练习 1
按页面所说，Aparapi 的特有功能之一是什么？
练习 2
把页面里给出的所有命令行指令逐条列出来。

页面
---*---

Aparapi 如何将字节码转换为 OpenCL
这个页面是对最初由 AMD 编写的 《详细介绍如何将字节码转换为 OpenCL (PDF)》 的总结.
Aparapi 的特有功能之一是可以将 Java 字节码自动转换为 OpenCL.
这个页面会介绍相关操作是如何进行的. 如果你对字节码还不熟悉, 请阅读 什么是字节码.
下面的指令
javac Source.java
会将 Java 源码文件编译成字节码文件.
在网上可以找到关于字节码文件的格式的详细文档和说明, 在这里就不详细介绍了. Aparapi 会提取 Kernel.run()
和其任何可及方法的字节码.
让我们从一个简单的内核开始说起.
import com.aparapi.Kernel;
public class Squarer extends Kernel{
int[] in;
int[] out;
@Override public void run(){
int gid = getGlobalId(0);
out[gid] = in[gid] * in[gid];
}
}
我们会这样编译上面的代码:
javac -g -cp path/to/aparapi/aparapi.jar Squarer.java
然后我们会使用 javap 来检查生成的字节码:
javap -c -classpath path/to/aparapi/aparapi.jar;. Squarer
得到如下结果:
public class Squarer extends com.aparapi.Kernel
SourceFile: "Squarer.java"

---*---

[一组记录]

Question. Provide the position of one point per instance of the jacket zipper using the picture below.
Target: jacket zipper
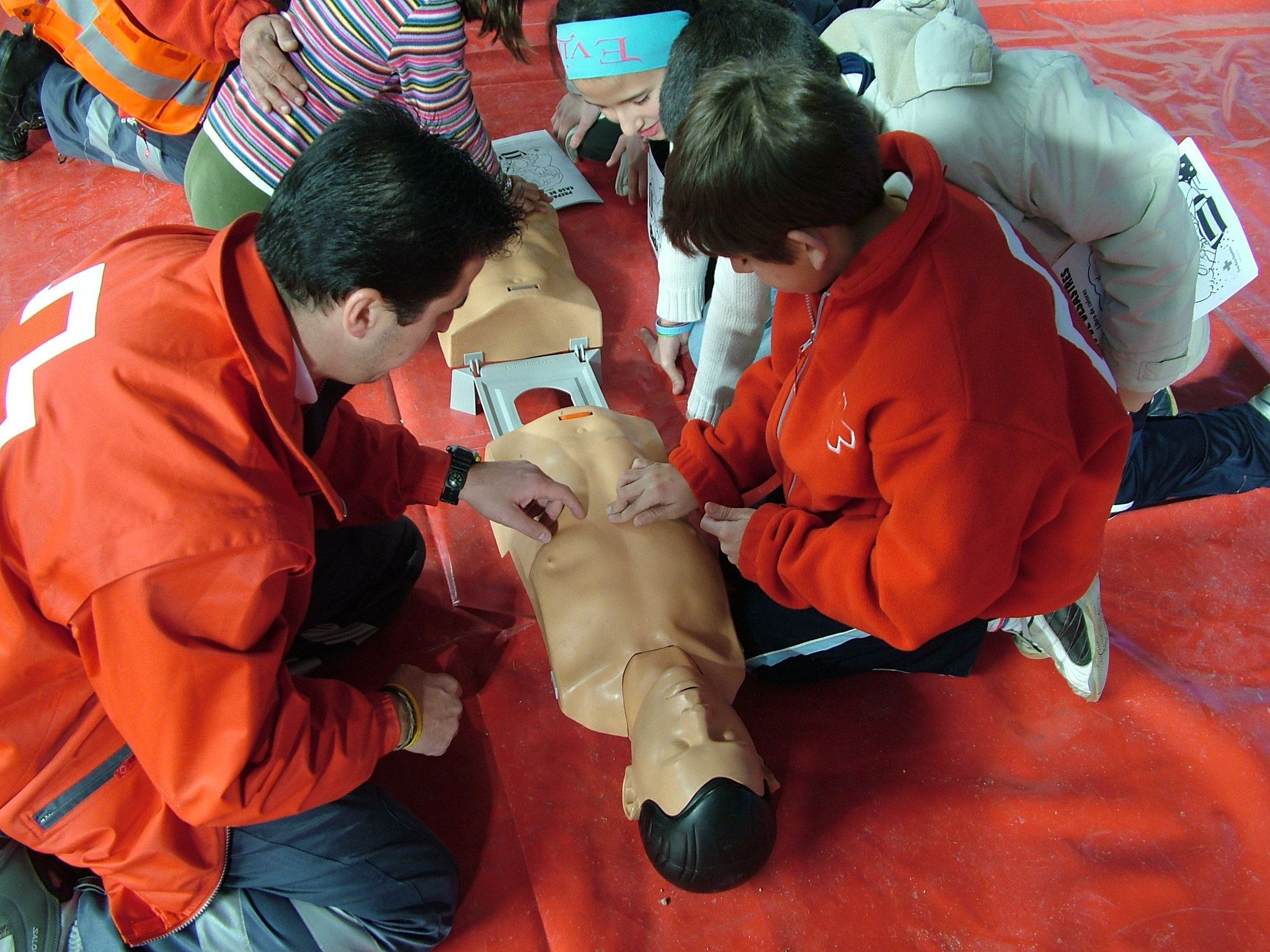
(202, 909)
(802, 366)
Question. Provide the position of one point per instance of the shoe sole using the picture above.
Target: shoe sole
(1086, 681)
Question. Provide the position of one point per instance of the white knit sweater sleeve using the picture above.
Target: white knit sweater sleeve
(681, 284)
(739, 307)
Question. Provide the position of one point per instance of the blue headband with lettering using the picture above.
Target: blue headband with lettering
(593, 48)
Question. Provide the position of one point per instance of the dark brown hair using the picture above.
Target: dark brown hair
(502, 18)
(769, 146)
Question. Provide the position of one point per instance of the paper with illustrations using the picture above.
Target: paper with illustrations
(538, 157)
(1226, 262)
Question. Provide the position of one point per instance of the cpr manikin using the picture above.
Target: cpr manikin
(526, 304)
(642, 645)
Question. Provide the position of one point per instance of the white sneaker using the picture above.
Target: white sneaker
(30, 915)
(1076, 639)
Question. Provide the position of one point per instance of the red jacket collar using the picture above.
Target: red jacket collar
(262, 328)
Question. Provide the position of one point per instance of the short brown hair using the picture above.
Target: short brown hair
(769, 146)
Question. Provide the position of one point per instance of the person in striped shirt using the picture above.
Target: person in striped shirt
(406, 51)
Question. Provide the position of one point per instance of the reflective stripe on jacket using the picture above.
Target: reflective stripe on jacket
(162, 87)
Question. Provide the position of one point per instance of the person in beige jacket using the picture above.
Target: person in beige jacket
(1062, 161)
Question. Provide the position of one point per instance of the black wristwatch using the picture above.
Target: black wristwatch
(461, 460)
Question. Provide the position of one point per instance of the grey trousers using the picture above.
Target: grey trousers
(86, 125)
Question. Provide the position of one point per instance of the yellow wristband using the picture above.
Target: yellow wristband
(412, 735)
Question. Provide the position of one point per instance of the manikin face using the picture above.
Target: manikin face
(630, 99)
(683, 736)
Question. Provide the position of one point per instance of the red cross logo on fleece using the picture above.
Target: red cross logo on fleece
(841, 436)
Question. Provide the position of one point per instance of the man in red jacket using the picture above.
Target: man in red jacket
(939, 466)
(183, 493)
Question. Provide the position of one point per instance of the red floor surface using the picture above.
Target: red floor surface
(917, 813)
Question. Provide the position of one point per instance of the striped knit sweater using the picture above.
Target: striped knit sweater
(407, 51)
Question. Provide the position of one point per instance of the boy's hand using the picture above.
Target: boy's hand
(517, 494)
(651, 491)
(666, 352)
(728, 526)
(270, 74)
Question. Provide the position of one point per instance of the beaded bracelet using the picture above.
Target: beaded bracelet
(672, 330)
(414, 730)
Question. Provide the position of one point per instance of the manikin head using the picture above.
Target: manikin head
(615, 54)
(374, 238)
(696, 785)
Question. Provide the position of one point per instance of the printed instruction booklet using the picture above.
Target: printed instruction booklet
(538, 157)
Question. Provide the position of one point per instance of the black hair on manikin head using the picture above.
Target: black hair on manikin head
(721, 839)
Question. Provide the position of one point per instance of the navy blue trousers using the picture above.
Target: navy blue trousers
(1192, 456)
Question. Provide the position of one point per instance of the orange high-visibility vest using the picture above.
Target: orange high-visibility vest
(163, 88)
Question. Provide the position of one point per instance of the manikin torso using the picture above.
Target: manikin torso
(603, 592)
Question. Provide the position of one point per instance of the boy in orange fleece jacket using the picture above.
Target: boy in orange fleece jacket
(918, 346)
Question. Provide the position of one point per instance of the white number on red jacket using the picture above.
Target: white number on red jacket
(19, 392)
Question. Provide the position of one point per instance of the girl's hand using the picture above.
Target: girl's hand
(528, 196)
(651, 491)
(666, 352)
(728, 526)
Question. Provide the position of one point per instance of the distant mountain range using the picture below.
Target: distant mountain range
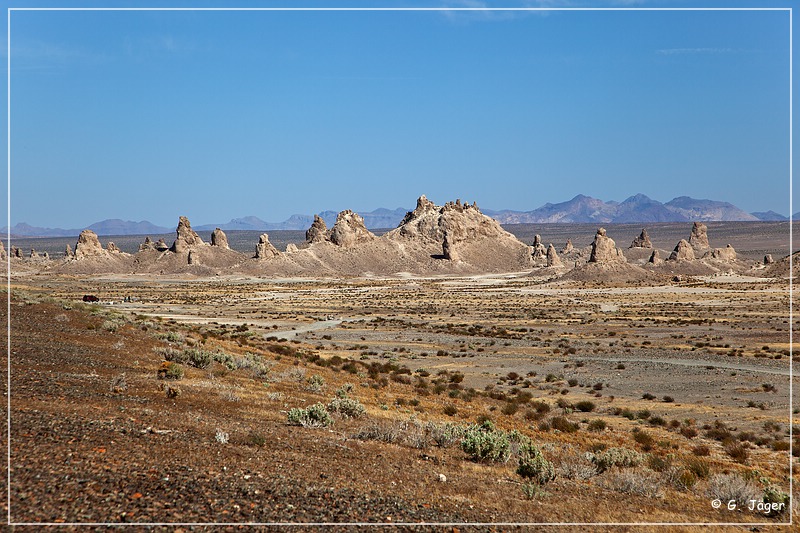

---*---

练习答案 1
可以将 Java 字节码自动转换为 OpenCL。

练习答案 2
- javac Source.java
- javac -g -cp path/to/aparapi/aparapi.jar Squarer.java
- javap -c -classpath path/to/aparapi/aparapi.jar;. Squarer